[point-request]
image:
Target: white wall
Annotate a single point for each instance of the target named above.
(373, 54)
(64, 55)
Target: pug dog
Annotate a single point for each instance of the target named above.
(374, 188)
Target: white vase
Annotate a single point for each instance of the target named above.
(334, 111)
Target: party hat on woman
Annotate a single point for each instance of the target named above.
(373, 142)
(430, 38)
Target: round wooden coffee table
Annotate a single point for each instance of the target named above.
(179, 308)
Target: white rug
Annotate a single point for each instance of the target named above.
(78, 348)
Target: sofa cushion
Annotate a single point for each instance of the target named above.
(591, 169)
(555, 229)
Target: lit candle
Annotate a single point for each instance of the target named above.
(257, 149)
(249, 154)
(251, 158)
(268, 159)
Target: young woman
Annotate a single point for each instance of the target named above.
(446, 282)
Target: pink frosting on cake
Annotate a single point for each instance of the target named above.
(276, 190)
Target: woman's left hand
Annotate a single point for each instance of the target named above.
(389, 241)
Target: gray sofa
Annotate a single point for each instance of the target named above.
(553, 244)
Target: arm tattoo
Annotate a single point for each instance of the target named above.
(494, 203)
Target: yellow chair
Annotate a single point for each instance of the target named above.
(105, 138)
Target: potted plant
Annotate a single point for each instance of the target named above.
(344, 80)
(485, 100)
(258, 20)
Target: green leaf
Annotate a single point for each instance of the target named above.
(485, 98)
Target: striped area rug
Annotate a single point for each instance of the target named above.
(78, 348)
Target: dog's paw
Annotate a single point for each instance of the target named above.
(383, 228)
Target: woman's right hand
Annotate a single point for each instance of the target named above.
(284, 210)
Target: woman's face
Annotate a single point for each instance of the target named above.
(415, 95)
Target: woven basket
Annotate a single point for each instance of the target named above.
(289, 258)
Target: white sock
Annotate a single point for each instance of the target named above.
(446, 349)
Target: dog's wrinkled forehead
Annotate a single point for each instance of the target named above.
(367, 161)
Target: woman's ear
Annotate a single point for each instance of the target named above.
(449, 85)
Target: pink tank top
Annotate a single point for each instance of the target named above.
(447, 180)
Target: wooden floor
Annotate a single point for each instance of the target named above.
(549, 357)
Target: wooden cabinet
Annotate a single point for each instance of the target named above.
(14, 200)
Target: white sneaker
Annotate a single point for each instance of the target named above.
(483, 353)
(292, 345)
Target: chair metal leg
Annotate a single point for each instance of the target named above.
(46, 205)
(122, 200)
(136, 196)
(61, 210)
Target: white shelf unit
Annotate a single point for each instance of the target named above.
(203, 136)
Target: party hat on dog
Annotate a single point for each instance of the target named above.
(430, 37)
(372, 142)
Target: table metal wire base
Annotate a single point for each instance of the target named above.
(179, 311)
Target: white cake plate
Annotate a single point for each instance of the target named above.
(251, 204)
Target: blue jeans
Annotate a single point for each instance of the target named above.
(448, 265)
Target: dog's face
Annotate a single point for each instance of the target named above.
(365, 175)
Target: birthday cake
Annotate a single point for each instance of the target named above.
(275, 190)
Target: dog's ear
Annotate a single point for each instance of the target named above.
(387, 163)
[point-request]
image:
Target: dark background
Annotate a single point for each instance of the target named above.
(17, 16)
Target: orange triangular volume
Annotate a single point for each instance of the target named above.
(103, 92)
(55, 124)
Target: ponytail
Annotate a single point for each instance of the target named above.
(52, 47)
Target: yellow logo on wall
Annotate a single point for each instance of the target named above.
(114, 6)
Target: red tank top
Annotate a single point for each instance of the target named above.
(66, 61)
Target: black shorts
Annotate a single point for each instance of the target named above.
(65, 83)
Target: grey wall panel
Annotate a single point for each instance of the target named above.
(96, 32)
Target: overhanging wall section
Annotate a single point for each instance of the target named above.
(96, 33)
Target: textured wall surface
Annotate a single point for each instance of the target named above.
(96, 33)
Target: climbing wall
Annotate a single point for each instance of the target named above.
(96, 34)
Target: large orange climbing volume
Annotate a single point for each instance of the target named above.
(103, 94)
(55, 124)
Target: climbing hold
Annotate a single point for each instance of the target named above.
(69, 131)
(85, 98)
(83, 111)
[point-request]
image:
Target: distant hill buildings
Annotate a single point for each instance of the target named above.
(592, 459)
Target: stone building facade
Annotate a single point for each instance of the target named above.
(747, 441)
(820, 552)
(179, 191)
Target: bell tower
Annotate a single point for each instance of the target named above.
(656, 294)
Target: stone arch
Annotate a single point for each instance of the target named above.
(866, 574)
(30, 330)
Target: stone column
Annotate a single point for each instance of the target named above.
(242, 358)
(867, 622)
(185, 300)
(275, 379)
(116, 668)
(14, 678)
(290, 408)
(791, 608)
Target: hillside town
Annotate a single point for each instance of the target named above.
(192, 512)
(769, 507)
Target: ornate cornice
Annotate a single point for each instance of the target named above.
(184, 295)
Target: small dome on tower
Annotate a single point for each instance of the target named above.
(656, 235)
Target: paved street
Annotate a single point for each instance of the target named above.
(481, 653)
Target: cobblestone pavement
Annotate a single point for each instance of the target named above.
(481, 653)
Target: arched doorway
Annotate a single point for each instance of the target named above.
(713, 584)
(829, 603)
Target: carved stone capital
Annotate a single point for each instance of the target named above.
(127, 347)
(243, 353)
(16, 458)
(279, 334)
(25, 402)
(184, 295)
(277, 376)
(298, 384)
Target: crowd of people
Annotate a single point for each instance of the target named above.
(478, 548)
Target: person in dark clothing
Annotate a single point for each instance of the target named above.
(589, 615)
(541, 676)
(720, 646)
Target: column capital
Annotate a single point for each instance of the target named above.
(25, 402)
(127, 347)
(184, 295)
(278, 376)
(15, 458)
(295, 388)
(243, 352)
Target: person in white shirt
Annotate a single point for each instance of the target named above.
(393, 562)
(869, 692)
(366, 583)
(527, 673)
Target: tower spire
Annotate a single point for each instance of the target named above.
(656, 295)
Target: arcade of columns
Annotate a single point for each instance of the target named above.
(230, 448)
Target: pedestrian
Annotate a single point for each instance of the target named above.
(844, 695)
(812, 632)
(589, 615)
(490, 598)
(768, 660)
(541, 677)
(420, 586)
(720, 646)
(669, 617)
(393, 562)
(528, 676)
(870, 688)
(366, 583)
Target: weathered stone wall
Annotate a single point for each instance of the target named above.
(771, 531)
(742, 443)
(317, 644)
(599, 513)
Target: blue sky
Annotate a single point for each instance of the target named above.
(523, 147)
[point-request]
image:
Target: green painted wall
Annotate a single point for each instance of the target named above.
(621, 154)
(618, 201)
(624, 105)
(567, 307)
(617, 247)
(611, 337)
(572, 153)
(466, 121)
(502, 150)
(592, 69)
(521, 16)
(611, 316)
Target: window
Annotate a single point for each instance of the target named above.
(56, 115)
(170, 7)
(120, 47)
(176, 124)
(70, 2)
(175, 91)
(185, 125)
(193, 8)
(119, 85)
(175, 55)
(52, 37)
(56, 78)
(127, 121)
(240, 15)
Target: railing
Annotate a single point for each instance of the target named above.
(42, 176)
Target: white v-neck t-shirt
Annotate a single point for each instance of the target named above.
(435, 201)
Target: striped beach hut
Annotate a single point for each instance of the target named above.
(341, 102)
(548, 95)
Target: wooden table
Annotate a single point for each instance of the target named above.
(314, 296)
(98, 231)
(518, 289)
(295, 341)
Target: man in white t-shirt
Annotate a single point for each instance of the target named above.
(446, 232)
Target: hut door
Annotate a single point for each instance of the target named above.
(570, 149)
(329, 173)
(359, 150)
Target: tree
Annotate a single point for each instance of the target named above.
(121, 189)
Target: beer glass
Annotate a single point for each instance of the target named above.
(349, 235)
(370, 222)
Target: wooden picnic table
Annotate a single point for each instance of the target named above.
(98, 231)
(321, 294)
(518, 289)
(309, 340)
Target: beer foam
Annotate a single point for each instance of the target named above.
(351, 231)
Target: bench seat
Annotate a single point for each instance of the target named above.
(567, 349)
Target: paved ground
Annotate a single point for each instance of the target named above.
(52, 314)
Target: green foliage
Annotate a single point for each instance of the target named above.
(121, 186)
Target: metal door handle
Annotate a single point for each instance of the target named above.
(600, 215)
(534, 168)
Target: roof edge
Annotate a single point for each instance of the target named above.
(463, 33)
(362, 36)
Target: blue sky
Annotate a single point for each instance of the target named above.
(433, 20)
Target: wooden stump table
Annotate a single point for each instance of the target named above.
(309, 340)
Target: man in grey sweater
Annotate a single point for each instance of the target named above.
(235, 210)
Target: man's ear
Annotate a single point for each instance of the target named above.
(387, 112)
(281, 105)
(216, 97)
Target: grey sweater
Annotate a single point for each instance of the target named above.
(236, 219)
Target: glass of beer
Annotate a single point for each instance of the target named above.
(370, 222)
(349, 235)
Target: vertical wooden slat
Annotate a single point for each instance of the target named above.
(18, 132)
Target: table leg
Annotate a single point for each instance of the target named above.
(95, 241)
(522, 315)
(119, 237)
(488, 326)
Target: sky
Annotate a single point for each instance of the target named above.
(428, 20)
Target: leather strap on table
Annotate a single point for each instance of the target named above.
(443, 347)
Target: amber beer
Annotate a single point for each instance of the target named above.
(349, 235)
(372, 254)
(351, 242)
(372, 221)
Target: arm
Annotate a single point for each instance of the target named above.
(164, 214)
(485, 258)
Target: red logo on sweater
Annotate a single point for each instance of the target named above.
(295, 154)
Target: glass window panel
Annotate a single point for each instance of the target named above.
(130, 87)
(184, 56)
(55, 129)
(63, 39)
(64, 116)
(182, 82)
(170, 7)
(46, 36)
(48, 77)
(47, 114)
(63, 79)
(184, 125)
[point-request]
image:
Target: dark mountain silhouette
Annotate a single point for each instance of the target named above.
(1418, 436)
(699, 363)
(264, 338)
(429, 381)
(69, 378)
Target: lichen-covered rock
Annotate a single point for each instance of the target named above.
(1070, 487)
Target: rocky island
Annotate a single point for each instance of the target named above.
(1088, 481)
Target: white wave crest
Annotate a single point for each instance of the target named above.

[The task] Go back to the data above and please quote exactly, and only, the lines from the line with "Target: red logo on sweater" through its last line.

[Answer to the problem]
Target: red logo on sweater
Annotate a single point for each instance of the target named above.
(295, 154)
Target: glass window panel
Annotate a single point for each instance of the target named above.
(130, 87)
(184, 56)
(55, 129)
(63, 39)
(64, 116)
(182, 82)
(170, 7)
(46, 36)
(48, 77)
(47, 114)
(63, 79)
(184, 125)
[point-request]
image:
Target: dark mountain silhouette
Annotate a single point for each instance of the target named above.
(1418, 436)
(699, 363)
(264, 338)
(429, 381)
(69, 378)
Target: lichen-covered rock
Annotate a single point for each instance of the target named above.
(1070, 487)
Target: rocky island
Annotate a single point for each instance of the target named above.
(1088, 481)
Target: white wave crest
Annotate a single point for each instance of the target named above.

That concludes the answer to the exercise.